■ GIVEN PASSAGE
::::::::::

That makes sense, and it gives you, right, another kind of box checked on the occasion side. Keeps you there. Just the sake of time, I would hate to run out of time and not be able to ask you kind of the standard cost inflation question at this point, right? Everyone's talking about it. It seems like it's fairly prevalent everywhere. So I'm just curious, just kind of any general color commentary around that inflationary cost backdrop that you see now in North America. I'm sure there are differences with Europe as well. And then just in terms of revenue management levers to offset pricing expectations, what have you. I think just an update would be helpful given your seat.

Glen Walter

executive
#20

No, that's great, Rob. I mean you mentioned the secret here. So for the past 3 years, and this is certainly something that was a strength in the Coke system, is investing and building the capability around revenue growth management. Revenue growth management is the rocket fuel behind what allows us to invest in our growth brands like an Oreo or Ritz or a belVita. It's what allows us to bring the life-exciting new innovation like a gluten-free Oreo or gives us the cash to go out and thoughtfully identify great acquisitions like a Tang. So revenue growth management is the fuel for growth. But behind that, it absolutely also is a very strong tool. We find these episodic inflationary pressures that we are certainly seeing like everybody else. And so what -- within revenue growth, think of this as a toolbox. It allows us to continue to deliver value to consumers. It allows us to continue to evolve our price pack architecture. So we've got the right packs for the right occasions for the right value proposition. It lets our trade work a lot more efficiently between us and our customers, and it also allows for us to take pricing. We've taken list pricing in the last 3 years. Revenue growth management is not something we react to when inflation spikes up. Revenue growth management, again, sorry for repeating, but it is the fuel for growth. And if you think about selling 1 pack of Oreos for a certain price in the past, what this allows us to do is to move headline pricing onto Oreo, but to deliver consumers, you buy 1 pack at X, you buy 2 packs at Y, you buy 3 packs at Z, all while as you buy more packages, we're delivering you more value. The research that we've done on consumer shopping behavior, they were already buying more than 1 pack to begin with. So we're not asking them or forcing them to buy something that's not already ingrained in behavior. We know we've got an expandable consumable category. So this is a virtuous cycle that lets us invest for growth, continue to deliver value to consumers, have trade working for us and our customers better and also take less pricing. We're 3 years into it. Inflation certainly is pronounced. We see it in the labor market. We've got certain commodities that it's hitting. We were able to take list pricing this past March, and revenue growth is, I think, a differentiated capability you're going to see us continue to invest in. That's a key element of our growth going forward.

::::::::::

According to the passage on revenue growth management, when was the company most recently able to take list pricing?

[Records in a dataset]

::::::::::

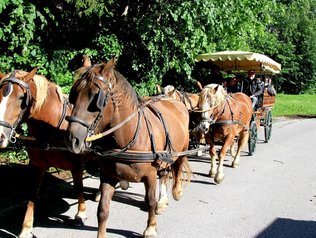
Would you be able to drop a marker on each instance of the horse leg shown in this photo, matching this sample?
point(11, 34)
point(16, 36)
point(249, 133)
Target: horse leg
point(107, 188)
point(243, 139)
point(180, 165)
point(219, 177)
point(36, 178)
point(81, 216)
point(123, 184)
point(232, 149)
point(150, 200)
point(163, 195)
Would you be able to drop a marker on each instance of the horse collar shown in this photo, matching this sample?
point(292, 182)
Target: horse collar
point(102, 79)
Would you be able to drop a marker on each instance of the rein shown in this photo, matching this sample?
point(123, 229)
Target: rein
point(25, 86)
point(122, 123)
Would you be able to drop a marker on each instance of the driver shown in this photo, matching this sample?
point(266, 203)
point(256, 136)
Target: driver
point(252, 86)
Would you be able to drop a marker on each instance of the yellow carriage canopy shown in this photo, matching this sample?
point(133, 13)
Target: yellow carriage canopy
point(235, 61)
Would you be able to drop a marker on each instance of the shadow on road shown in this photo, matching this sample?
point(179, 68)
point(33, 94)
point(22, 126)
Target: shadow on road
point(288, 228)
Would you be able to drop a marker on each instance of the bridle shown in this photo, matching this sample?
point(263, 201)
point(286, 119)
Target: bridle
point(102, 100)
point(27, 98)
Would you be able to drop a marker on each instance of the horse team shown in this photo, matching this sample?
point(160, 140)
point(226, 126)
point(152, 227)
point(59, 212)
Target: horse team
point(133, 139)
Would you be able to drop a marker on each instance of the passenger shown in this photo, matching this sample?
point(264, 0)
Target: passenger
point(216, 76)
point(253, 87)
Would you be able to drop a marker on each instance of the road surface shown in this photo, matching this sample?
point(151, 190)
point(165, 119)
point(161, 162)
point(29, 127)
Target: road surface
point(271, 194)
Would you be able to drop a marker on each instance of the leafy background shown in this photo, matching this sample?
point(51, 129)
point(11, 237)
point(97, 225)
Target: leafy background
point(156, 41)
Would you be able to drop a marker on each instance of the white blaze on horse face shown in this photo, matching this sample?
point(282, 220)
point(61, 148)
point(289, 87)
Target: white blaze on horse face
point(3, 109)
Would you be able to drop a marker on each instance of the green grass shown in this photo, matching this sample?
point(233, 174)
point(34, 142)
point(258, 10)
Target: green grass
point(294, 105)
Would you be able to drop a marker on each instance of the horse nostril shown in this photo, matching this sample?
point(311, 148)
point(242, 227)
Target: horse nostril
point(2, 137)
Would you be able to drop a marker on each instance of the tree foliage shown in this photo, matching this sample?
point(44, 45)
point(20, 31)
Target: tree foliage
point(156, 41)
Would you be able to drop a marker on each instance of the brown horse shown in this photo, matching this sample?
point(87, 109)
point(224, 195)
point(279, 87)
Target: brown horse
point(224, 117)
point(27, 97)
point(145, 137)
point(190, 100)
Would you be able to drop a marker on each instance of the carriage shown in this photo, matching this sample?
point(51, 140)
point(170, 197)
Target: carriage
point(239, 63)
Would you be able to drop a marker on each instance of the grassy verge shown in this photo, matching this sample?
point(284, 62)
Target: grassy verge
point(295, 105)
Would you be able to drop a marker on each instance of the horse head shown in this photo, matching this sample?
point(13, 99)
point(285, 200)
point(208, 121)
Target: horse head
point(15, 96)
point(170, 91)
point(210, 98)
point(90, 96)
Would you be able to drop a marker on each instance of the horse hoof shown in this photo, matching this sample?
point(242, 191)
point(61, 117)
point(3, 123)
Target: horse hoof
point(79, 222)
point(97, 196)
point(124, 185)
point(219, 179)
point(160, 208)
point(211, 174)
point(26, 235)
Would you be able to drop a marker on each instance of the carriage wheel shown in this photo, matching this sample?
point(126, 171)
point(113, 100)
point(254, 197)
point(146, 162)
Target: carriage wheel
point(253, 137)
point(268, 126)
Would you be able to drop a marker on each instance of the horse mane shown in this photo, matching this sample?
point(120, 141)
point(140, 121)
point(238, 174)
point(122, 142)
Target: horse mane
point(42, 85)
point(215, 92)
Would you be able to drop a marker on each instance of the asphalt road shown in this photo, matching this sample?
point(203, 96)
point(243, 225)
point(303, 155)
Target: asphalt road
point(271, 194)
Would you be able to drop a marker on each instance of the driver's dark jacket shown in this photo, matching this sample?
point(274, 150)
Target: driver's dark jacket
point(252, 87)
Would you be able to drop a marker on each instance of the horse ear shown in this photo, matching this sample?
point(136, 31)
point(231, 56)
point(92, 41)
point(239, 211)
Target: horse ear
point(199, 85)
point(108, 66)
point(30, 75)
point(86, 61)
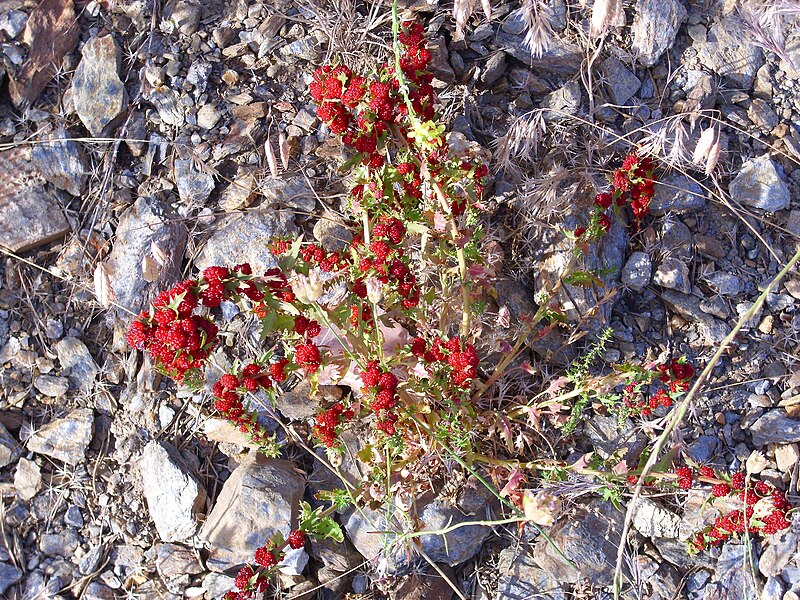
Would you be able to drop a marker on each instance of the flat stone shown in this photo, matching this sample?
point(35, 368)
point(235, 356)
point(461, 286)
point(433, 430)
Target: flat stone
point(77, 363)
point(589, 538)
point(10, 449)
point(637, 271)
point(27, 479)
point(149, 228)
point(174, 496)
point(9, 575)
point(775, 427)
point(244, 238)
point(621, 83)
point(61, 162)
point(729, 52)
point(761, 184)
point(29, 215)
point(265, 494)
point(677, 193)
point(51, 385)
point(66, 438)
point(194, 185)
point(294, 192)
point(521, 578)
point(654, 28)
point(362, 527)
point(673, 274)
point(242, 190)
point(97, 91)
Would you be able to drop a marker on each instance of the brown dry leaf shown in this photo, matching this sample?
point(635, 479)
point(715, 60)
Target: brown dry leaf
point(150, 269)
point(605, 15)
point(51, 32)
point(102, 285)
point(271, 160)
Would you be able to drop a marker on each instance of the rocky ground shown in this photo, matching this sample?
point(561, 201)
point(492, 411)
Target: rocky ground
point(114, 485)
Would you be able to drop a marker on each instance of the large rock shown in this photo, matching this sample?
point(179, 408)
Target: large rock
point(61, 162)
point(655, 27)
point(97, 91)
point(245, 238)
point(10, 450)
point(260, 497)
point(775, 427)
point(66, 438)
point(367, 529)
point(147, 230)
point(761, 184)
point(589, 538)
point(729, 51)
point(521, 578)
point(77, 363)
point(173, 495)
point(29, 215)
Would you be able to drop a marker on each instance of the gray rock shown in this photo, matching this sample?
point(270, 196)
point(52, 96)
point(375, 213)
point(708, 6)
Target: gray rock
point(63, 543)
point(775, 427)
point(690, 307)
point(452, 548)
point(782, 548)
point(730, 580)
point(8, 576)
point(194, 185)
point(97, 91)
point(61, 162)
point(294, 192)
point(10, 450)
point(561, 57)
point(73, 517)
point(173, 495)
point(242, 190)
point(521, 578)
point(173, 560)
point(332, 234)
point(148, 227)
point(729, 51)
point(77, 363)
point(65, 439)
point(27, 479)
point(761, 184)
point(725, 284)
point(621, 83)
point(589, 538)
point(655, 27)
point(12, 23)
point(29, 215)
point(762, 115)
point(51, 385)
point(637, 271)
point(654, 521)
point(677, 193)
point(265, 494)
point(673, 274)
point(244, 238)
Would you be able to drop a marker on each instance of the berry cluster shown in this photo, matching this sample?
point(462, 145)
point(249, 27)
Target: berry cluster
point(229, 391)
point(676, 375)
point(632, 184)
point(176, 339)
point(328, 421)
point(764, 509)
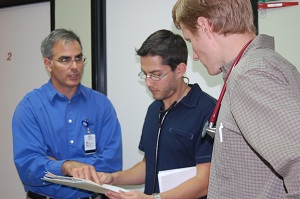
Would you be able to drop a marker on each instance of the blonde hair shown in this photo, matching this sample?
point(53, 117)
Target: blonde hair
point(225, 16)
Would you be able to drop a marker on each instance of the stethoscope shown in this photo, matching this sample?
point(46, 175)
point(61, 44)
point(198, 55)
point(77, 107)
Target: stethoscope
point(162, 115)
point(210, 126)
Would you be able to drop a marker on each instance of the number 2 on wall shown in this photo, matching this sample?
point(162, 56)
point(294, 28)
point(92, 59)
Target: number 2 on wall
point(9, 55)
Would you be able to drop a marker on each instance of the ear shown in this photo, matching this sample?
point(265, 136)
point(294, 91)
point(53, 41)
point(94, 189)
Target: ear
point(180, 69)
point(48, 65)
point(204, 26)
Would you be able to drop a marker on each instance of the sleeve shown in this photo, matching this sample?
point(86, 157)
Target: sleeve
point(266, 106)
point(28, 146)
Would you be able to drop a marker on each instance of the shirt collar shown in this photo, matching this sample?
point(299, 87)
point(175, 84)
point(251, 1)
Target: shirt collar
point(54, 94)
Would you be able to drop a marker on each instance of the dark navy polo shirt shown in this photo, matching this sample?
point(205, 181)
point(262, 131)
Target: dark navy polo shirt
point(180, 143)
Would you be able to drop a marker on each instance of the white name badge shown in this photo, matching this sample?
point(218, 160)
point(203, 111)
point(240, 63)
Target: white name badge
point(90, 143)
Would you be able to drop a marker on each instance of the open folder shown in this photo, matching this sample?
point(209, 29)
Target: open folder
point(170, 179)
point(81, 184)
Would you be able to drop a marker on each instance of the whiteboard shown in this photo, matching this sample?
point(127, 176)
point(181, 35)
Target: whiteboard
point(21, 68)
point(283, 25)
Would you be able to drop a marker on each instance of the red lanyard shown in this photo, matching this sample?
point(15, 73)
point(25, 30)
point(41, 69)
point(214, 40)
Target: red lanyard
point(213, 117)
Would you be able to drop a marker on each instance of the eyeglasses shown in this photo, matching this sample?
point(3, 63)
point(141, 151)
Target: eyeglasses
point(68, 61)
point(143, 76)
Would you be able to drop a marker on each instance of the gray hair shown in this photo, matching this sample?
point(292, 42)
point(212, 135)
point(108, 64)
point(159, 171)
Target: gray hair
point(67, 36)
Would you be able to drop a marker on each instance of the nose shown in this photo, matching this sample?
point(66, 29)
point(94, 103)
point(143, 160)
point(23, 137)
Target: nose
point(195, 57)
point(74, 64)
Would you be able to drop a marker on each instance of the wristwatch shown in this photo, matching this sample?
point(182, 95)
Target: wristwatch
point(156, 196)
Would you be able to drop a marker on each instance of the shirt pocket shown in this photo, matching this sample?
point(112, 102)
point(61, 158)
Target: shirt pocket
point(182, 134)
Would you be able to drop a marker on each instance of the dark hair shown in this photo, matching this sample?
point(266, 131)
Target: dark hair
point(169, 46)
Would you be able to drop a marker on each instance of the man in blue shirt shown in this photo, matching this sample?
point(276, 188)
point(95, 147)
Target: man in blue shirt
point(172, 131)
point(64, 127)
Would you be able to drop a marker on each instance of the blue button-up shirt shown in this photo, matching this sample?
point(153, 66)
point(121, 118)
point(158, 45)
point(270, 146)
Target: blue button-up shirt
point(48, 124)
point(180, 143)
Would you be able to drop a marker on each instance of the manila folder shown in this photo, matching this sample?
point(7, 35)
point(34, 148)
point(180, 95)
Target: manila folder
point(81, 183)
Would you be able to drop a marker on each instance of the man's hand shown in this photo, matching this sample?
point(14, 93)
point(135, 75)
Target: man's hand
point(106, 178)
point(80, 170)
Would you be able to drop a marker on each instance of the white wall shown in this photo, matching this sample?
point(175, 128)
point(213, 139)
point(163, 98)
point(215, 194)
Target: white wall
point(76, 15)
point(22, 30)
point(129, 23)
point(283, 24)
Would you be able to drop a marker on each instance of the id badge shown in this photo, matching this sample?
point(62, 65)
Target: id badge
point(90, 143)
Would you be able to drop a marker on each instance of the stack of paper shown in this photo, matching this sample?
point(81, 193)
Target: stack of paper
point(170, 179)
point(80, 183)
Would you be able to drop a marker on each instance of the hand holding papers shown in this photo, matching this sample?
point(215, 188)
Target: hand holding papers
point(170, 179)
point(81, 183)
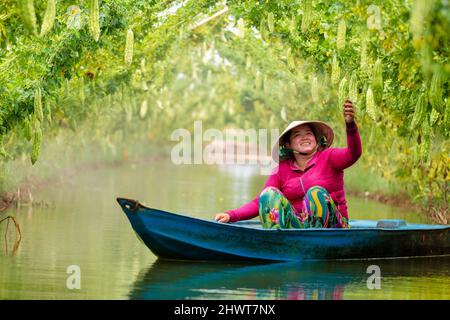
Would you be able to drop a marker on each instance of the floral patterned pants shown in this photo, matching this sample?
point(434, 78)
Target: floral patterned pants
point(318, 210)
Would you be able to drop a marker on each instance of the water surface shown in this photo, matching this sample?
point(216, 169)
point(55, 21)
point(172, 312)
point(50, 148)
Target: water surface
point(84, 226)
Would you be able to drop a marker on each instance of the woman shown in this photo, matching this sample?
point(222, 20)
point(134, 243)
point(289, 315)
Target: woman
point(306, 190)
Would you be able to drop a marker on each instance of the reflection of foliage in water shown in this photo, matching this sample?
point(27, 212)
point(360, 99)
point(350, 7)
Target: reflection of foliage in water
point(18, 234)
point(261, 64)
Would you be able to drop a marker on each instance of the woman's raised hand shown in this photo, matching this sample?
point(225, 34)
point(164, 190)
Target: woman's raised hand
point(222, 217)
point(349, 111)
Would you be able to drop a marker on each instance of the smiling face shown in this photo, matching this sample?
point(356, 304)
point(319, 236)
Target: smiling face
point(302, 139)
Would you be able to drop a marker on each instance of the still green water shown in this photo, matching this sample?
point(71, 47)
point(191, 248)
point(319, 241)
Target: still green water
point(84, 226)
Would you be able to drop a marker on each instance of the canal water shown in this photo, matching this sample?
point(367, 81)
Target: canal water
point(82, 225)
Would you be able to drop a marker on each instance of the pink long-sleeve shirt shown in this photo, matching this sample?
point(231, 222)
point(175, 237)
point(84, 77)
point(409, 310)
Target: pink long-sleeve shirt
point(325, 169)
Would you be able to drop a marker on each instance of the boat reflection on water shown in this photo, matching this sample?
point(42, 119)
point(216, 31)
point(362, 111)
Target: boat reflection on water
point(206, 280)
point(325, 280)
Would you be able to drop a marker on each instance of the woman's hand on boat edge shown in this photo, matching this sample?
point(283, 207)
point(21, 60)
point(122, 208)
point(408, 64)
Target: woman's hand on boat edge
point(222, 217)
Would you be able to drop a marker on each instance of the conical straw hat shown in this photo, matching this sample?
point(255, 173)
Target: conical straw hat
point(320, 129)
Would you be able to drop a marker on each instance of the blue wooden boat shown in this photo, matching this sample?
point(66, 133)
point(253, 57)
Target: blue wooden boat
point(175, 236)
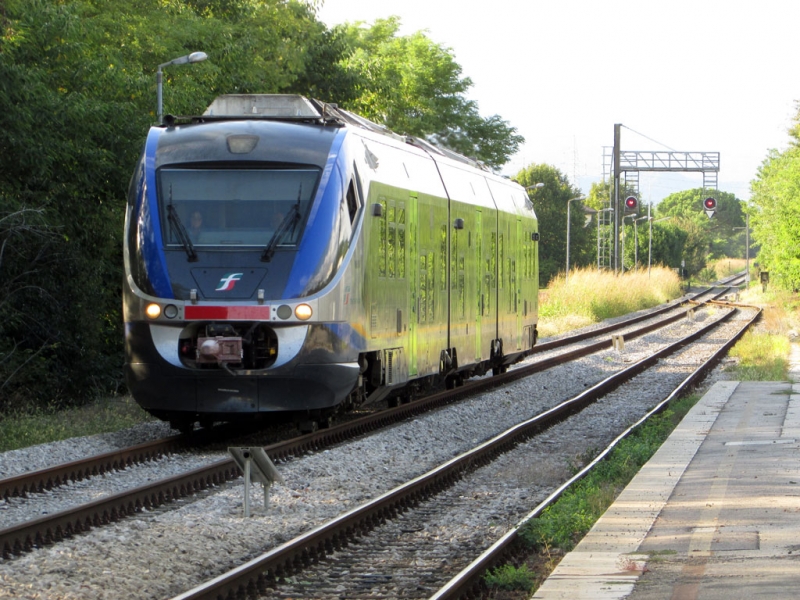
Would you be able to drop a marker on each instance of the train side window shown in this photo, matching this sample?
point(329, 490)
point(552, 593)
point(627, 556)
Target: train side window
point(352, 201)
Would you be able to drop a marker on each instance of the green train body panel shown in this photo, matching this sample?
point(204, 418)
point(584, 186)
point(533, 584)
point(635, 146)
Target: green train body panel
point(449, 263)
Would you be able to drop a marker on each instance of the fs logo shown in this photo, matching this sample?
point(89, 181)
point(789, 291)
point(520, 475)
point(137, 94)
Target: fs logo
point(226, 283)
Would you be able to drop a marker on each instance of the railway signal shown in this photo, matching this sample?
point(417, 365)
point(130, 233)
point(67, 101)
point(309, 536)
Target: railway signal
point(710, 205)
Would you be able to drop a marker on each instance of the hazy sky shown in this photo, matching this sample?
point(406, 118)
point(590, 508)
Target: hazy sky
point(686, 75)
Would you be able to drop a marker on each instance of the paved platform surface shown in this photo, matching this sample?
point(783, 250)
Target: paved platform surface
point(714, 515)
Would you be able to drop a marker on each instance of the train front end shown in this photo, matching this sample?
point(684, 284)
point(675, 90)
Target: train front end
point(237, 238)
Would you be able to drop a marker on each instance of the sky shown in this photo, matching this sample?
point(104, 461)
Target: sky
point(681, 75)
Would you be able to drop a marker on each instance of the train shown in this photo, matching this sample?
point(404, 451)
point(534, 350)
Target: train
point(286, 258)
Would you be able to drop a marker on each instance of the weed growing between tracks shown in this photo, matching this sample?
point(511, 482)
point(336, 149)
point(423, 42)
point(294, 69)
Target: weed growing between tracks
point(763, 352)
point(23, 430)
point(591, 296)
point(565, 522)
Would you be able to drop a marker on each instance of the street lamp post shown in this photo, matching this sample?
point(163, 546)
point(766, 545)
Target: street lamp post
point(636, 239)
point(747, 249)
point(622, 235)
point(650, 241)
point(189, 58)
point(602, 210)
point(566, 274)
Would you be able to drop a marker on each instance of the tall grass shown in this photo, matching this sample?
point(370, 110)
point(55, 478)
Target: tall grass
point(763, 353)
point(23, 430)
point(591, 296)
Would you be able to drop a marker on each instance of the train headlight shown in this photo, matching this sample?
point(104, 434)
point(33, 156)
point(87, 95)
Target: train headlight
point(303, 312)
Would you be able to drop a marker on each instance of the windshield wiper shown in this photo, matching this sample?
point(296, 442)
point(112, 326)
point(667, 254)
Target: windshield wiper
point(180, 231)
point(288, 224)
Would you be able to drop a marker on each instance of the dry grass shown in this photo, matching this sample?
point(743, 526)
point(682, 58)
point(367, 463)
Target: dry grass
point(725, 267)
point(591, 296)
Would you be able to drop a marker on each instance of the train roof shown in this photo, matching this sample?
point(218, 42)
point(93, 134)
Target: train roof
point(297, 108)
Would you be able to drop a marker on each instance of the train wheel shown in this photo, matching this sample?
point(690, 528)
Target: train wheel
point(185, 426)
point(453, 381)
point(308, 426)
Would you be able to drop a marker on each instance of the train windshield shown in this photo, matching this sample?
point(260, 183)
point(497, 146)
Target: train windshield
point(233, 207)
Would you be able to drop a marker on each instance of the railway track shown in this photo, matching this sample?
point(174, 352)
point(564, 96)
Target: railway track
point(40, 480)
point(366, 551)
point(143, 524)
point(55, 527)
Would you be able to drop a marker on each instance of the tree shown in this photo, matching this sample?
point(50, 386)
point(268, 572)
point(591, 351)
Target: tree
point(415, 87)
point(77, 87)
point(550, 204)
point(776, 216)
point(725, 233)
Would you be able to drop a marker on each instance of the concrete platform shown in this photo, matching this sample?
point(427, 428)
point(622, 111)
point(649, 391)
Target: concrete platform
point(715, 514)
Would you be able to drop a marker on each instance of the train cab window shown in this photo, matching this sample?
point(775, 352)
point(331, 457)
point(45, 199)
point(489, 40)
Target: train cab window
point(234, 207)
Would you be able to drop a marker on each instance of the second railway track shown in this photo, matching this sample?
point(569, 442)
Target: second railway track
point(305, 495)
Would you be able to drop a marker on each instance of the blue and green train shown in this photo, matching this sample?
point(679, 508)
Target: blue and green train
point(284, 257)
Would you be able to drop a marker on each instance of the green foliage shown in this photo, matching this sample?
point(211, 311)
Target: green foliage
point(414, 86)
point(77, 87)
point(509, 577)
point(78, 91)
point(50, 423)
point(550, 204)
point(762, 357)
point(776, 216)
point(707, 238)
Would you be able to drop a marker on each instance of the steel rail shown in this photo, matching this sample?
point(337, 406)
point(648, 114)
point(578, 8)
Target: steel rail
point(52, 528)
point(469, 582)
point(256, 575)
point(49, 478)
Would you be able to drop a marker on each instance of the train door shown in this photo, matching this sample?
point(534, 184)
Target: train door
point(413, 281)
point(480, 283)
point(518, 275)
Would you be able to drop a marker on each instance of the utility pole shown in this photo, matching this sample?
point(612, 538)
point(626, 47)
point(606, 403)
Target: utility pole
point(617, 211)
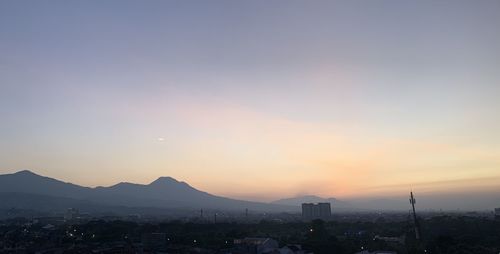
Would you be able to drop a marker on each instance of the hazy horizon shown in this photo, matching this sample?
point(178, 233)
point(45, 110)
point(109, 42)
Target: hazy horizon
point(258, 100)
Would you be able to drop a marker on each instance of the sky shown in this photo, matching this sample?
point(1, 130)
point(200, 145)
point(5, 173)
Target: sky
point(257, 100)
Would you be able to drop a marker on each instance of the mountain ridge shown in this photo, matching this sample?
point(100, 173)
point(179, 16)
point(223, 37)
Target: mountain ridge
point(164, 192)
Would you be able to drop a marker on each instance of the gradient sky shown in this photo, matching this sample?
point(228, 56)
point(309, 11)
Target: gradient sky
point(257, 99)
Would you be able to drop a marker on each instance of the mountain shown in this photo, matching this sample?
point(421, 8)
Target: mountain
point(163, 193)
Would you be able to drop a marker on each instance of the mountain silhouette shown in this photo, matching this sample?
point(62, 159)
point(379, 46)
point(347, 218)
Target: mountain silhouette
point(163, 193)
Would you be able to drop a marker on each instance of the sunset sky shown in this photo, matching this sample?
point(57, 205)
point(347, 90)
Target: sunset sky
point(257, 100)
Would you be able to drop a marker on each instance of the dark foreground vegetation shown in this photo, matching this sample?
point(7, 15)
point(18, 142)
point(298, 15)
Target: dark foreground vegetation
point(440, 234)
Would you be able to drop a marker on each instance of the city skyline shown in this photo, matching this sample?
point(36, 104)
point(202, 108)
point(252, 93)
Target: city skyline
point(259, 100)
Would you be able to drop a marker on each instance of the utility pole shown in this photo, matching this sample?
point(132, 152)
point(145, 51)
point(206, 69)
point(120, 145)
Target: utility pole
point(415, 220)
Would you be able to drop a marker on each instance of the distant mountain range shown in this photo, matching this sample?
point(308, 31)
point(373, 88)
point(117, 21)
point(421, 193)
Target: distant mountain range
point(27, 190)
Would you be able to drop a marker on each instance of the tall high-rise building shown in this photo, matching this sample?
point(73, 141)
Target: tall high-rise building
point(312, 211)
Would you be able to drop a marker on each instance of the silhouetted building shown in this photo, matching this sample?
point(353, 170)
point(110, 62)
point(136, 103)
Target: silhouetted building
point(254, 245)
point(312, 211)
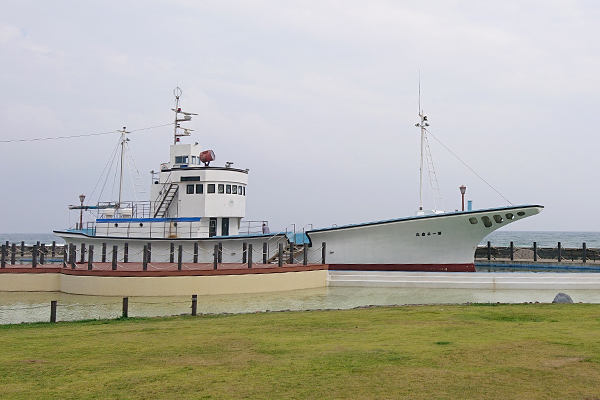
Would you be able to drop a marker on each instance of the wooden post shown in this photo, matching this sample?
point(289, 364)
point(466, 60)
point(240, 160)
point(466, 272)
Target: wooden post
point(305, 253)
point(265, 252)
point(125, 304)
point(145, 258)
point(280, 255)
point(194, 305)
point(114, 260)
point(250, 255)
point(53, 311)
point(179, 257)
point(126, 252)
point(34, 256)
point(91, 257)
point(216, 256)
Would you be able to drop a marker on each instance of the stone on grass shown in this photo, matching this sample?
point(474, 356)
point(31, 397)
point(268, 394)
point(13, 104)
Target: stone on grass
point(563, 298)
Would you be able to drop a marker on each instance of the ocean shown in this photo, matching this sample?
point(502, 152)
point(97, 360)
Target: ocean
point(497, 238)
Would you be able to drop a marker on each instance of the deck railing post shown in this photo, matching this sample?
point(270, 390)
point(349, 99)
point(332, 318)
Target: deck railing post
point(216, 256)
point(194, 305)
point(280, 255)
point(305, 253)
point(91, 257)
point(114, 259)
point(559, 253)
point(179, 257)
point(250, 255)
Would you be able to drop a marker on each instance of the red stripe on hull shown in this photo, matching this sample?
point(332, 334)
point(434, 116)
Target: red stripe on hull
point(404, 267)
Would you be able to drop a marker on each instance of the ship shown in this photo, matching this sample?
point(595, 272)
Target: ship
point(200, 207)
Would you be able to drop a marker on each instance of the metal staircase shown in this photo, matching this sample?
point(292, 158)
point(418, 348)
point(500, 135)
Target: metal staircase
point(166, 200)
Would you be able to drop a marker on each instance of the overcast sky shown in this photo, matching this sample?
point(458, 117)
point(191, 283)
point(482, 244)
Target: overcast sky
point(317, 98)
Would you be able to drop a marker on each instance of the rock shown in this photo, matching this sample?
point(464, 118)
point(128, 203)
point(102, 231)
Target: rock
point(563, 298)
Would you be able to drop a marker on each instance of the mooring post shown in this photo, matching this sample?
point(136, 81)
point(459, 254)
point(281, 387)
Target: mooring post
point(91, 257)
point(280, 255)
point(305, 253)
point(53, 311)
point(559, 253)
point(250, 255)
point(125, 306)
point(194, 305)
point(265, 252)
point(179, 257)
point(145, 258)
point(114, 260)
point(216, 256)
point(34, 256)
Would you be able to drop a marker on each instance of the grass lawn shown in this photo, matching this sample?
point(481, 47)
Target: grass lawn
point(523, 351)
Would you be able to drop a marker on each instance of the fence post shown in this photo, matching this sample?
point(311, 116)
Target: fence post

::::::::::

■ EXPECTED ANSWER
This past March.